=== EXERCISE ===
When a line in the entries contains the word "below", copy that line in full.

=== MATERIAL PROVIDED ===

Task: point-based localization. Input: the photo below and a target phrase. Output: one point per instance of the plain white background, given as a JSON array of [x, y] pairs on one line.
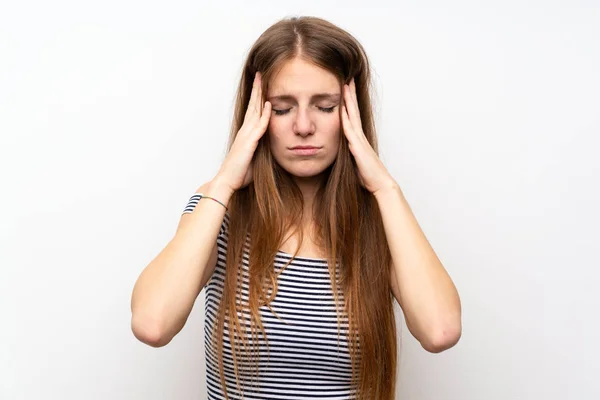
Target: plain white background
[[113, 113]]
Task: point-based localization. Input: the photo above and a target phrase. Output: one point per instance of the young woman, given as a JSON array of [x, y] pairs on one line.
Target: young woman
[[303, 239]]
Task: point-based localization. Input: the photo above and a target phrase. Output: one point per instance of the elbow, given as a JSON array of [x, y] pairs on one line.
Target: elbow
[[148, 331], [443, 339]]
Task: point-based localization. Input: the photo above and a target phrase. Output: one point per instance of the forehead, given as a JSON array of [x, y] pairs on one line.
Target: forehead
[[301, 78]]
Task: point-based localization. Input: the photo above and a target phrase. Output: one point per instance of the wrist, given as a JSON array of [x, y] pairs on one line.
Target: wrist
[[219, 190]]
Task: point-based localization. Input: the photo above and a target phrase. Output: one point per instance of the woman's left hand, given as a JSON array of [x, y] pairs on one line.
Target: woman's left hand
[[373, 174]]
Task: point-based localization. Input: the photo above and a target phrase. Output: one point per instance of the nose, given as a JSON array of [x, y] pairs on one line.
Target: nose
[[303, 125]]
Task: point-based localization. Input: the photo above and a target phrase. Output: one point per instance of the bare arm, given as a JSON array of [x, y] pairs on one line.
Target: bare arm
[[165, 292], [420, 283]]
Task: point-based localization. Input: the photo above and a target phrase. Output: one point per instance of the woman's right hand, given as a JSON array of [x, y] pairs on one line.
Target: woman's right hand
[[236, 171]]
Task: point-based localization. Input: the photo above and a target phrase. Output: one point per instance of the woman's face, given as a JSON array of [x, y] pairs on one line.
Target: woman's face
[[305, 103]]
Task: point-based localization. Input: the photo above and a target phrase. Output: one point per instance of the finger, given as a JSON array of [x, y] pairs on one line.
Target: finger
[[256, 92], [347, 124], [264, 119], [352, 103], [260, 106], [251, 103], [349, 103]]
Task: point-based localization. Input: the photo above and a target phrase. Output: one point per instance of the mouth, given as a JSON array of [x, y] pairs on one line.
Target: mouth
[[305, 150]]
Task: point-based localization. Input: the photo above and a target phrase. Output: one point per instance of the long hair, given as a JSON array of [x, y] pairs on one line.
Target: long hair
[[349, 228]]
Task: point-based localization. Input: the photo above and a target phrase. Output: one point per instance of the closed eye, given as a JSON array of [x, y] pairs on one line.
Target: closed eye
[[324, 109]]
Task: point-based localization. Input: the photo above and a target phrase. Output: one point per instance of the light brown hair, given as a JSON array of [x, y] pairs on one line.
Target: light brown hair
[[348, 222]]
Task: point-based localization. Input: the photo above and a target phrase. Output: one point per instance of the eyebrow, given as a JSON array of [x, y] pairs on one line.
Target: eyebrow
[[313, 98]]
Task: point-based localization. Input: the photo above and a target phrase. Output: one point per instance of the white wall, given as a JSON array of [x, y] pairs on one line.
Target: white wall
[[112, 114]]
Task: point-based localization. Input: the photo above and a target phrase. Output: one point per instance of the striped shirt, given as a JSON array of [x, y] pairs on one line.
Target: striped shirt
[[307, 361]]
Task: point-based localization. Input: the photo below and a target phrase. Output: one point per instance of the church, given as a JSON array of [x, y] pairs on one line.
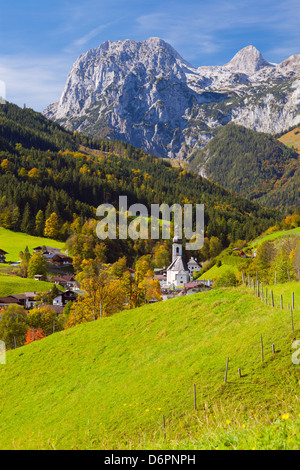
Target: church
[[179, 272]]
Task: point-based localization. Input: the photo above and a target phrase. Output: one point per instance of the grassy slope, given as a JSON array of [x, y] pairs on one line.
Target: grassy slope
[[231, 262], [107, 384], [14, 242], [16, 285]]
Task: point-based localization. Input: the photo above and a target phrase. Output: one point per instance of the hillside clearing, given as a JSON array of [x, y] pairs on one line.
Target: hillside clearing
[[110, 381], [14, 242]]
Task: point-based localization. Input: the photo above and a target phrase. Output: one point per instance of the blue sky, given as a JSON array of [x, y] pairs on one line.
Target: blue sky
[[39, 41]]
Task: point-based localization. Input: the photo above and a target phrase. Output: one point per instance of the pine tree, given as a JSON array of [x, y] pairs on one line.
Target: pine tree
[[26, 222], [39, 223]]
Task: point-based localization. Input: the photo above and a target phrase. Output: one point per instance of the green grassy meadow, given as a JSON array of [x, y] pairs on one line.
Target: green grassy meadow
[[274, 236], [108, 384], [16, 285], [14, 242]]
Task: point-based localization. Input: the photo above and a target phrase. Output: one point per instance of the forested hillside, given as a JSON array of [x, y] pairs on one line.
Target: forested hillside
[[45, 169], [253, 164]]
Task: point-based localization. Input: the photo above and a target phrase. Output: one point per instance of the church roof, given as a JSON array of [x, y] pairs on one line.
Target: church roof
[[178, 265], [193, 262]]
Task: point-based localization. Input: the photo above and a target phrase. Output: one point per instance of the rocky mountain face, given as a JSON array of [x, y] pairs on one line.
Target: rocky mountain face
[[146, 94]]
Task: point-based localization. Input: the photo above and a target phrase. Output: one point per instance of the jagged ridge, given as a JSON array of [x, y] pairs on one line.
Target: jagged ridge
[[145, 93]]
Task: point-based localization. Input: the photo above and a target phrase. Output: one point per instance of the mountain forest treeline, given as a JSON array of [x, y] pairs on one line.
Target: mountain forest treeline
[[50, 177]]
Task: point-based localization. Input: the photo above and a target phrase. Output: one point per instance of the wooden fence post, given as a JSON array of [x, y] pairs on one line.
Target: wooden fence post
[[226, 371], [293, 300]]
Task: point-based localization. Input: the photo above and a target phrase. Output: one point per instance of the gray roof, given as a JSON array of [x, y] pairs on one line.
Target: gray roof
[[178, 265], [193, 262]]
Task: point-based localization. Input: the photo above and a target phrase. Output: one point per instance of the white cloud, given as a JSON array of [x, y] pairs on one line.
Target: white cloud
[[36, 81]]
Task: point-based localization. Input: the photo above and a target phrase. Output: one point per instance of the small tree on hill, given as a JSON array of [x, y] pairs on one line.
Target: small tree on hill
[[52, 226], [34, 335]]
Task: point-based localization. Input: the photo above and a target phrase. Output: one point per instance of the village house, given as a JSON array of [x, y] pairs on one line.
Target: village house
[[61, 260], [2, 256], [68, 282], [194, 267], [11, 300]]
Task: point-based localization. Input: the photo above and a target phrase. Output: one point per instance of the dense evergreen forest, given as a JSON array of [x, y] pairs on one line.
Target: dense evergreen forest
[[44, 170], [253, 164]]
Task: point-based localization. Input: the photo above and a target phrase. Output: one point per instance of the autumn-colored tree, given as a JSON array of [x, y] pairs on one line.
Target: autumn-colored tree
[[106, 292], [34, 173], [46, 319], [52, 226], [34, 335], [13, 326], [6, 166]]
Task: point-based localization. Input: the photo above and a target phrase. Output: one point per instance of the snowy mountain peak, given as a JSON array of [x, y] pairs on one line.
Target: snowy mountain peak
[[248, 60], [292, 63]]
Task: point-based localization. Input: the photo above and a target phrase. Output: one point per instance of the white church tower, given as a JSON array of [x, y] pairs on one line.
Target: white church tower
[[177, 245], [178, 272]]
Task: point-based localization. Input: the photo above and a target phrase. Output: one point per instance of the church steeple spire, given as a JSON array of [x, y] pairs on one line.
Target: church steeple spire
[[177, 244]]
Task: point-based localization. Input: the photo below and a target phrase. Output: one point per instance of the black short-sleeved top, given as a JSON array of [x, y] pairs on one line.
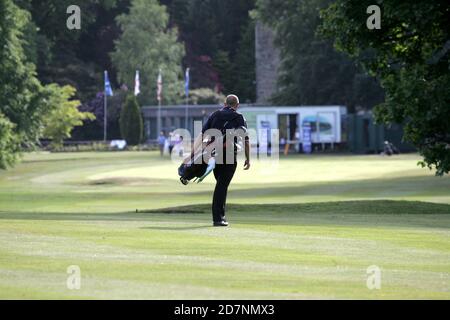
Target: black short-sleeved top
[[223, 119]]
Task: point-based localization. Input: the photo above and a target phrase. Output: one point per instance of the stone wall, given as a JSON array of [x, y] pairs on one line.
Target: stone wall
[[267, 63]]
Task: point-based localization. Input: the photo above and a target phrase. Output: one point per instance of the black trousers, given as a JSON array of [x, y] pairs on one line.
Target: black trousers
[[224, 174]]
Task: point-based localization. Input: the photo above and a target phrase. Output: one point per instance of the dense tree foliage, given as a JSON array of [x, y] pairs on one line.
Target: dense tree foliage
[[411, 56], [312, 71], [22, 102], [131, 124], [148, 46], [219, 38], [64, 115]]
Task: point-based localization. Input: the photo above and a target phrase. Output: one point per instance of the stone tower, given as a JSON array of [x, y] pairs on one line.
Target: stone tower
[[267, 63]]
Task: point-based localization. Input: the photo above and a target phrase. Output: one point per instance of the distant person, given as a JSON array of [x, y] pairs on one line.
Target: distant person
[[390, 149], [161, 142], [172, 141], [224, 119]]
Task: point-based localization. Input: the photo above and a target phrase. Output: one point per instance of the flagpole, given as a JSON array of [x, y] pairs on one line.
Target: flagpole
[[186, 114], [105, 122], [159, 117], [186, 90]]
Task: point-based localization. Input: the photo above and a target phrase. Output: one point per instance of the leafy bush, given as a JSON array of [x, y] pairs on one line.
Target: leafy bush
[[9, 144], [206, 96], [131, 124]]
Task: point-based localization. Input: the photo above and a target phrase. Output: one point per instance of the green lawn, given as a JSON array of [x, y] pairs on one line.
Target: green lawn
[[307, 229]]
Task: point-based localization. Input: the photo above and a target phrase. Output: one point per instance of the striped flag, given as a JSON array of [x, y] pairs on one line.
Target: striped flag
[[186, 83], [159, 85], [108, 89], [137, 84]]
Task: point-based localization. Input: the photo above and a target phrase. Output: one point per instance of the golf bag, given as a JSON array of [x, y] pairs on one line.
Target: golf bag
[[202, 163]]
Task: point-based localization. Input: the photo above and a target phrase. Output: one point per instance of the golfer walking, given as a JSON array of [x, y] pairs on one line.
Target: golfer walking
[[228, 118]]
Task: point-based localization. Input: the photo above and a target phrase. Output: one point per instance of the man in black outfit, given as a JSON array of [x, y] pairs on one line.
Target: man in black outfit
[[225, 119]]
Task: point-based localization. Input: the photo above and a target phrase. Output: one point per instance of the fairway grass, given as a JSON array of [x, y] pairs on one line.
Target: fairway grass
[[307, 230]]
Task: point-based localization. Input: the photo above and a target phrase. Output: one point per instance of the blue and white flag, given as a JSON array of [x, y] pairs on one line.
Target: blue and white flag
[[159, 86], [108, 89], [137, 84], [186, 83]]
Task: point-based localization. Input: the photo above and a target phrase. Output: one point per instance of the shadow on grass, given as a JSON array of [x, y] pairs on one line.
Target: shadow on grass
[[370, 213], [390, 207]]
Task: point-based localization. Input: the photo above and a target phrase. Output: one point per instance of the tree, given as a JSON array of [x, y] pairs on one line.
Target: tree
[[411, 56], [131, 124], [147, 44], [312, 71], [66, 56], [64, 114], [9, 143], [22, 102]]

=== YOUR RESPONSE ===
Task: point-based localization. Input: the photo below and a target phrase. Output: one point per instance of the plain white background, given as a JSON array of [x, y] pairs on one line.
Task: point-based localization. Input: the photo below and a target phrase. Output: one point per instance of the church, given as a JSON array of [x, y] pairs on one line.
Task: point-based localization. Input: the photo below and a target phrase. Output: one point per instance of the black short-sleeved top, given as a JSON array of [x, y] pairs on one line.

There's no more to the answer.